Point annotation records
┌──
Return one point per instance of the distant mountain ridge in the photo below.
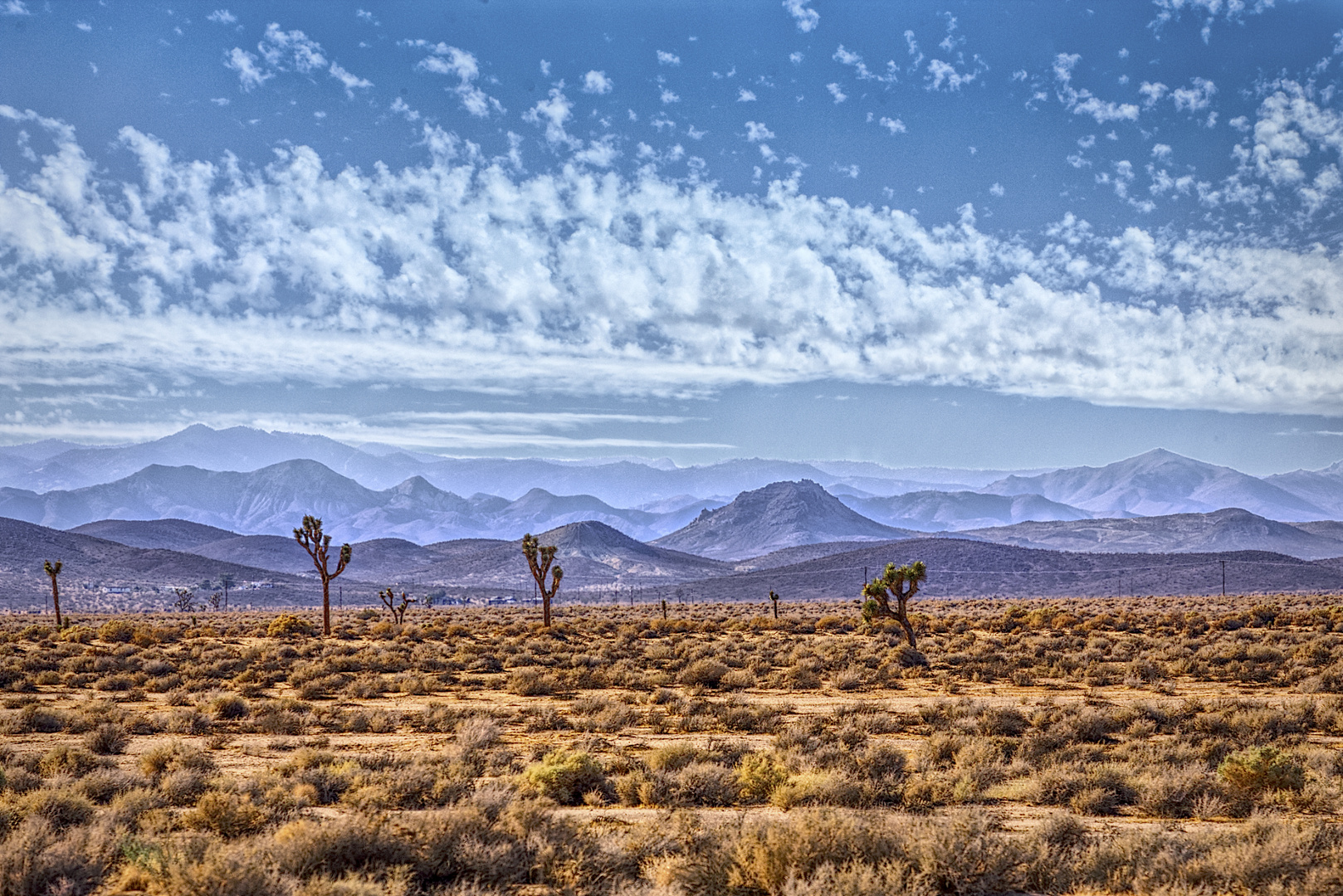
(271, 500)
(782, 514)
(1162, 483)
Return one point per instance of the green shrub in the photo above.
(1262, 768)
(758, 776)
(117, 631)
(564, 776)
(286, 625)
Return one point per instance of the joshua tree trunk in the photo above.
(317, 546)
(900, 583)
(539, 561)
(52, 570)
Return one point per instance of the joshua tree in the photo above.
(900, 583)
(317, 546)
(52, 570)
(540, 559)
(398, 610)
(186, 599)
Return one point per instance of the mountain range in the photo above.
(252, 484)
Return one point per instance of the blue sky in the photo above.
(989, 234)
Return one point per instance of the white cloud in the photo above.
(598, 82)
(551, 114)
(942, 73)
(1153, 91)
(893, 125)
(286, 51)
(1194, 99)
(471, 275)
(1082, 101)
(804, 17)
(461, 63)
(756, 132)
(249, 73)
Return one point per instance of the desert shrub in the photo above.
(706, 672)
(228, 707)
(39, 859)
(69, 761)
(288, 625)
(106, 739)
(115, 631)
(532, 683)
(1262, 768)
(78, 635)
(60, 806)
(758, 776)
(227, 815)
(564, 776)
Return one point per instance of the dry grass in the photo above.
(1087, 746)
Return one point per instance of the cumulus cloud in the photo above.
(598, 82)
(464, 66)
(471, 275)
(551, 114)
(803, 17)
(1082, 101)
(756, 132)
(285, 51)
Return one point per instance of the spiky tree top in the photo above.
(900, 583)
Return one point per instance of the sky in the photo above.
(960, 234)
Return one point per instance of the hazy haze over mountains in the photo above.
(252, 484)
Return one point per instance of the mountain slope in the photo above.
(956, 511)
(965, 568)
(1321, 488)
(171, 535)
(1228, 529)
(780, 514)
(1160, 483)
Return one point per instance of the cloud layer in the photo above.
(461, 271)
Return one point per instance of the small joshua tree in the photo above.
(539, 559)
(388, 599)
(186, 599)
(900, 583)
(52, 570)
(319, 546)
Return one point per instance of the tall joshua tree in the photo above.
(900, 583)
(540, 559)
(310, 539)
(52, 570)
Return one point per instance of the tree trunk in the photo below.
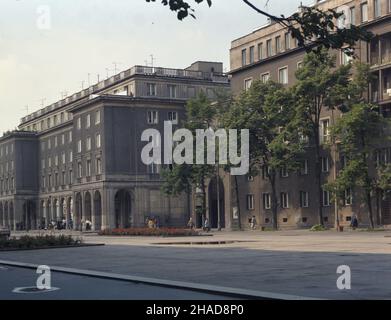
(370, 210)
(274, 202)
(238, 202)
(318, 177)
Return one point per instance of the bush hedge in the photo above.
(29, 242)
(163, 232)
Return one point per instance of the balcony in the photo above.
(380, 48)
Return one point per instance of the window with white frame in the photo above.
(304, 167)
(97, 117)
(348, 197)
(250, 202)
(173, 117)
(88, 143)
(325, 164)
(248, 83)
(326, 198)
(152, 117)
(325, 131)
(265, 77)
(266, 201)
(79, 146)
(303, 199)
(151, 89)
(283, 75)
(98, 141)
(284, 200)
(364, 11)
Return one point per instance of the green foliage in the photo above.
(28, 242)
(317, 228)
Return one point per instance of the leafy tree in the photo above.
(313, 28)
(359, 132)
(320, 87)
(200, 114)
(265, 110)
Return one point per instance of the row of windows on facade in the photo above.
(304, 200)
(248, 55)
(52, 180)
(173, 91)
(7, 184)
(6, 150)
(50, 122)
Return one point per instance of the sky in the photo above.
(51, 47)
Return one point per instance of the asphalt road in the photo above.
(87, 288)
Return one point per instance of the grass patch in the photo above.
(318, 228)
(150, 232)
(47, 241)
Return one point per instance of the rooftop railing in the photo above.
(136, 70)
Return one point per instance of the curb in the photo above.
(226, 291)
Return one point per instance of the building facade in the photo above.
(79, 159)
(271, 53)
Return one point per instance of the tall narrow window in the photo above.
(250, 202)
(364, 12)
(252, 54)
(244, 57)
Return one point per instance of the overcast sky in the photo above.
(86, 37)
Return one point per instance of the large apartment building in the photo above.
(271, 53)
(80, 158)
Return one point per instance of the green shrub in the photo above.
(318, 227)
(41, 241)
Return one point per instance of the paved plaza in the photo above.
└──
- **Exercise requirements**:
Leave out the pictures, and please output only the lines from the line that contains "Return one point per instance of the cloud" through the end of the data, both ends included.

- **Response below**:
Return one point per instance of the cloud layer in the photo above.
(461, 271)
Return one point per instance of the small joshua tree in the photo above.
(539, 559)
(388, 599)
(186, 599)
(900, 583)
(52, 570)
(319, 546)
Return one point per instance of the tall joshua tree in the photo above.
(900, 583)
(540, 559)
(310, 539)
(52, 570)
Return one point per instance of the tree trunk in the photo below.
(370, 210)
(274, 202)
(238, 202)
(318, 177)
Return one point per instance of the bush hedge in the photo above.
(29, 242)
(163, 232)
Return one point per instance of the balcony in the photo above.
(380, 48)
Return one point per instance of the window with white frame in the photo above.
(304, 167)
(97, 117)
(348, 197)
(250, 202)
(173, 117)
(88, 143)
(325, 164)
(248, 83)
(326, 198)
(152, 117)
(325, 131)
(265, 77)
(266, 201)
(79, 146)
(303, 199)
(151, 89)
(283, 75)
(98, 141)
(284, 200)
(364, 11)
Return one point per instance of the green foliage in the photo above.
(28, 242)
(317, 228)
Return one point per instance of the leafy tree in the photo above.
(313, 28)
(359, 132)
(320, 87)
(200, 114)
(265, 110)
Return one point per instance of the row of windows on facade in the photo above.
(304, 200)
(248, 55)
(52, 180)
(173, 91)
(7, 184)
(6, 150)
(50, 122)
Return one point per instance of the sky in the photo above.
(51, 47)
Return one point per instance of the asphalt road in the photo above.
(87, 288)
Return one point per instance of the grass patch in the photo above.
(318, 228)
(150, 232)
(47, 241)
Return one point per instance of the rooftop railing in the photo above.
(136, 70)
Return one point per instance of the curb in the photo above.
(226, 291)
Return one point per instance of the building facade in the photo above.
(79, 159)
(271, 53)
Return one point per instance of the tall narrow window in the photo above.
(250, 202)
(364, 12)
(252, 54)
(244, 57)
Return one point per instance of the overcast sky in the photo above.
(86, 37)
Return one point per instance of the large apartment building in the photo above.
(271, 53)
(80, 158)
Return one point per instance of the green shrub in the photo above.
(318, 227)
(41, 241)
Return one point per instance of the paved plaza in the photo above.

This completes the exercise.